▶ [TASK DESCRIPTION]:
Please begin with the line containing "Target: seated figure's head" and reproduce each line exactly until the records below end, without any pictures.

━━━ RECORDS TO PROCESS ━━━

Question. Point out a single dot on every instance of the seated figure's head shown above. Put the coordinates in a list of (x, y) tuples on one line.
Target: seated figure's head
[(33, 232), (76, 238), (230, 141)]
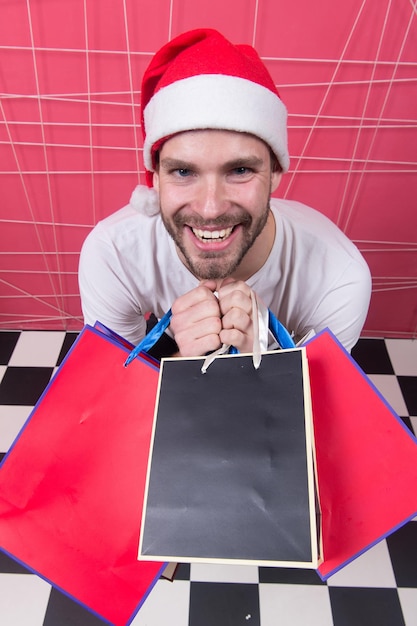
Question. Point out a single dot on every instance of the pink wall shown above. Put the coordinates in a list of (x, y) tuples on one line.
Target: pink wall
[(70, 143)]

━━━

▶ [EXERCISE RESULT]:
Target: seated figure's head
[(33, 232), (76, 238), (230, 141)]
Question. Point out a single dot on every instance of the pink wall shown above. Put the coordinates in a list of (x, y) tuples on one line.
Target: pink wall
[(70, 143)]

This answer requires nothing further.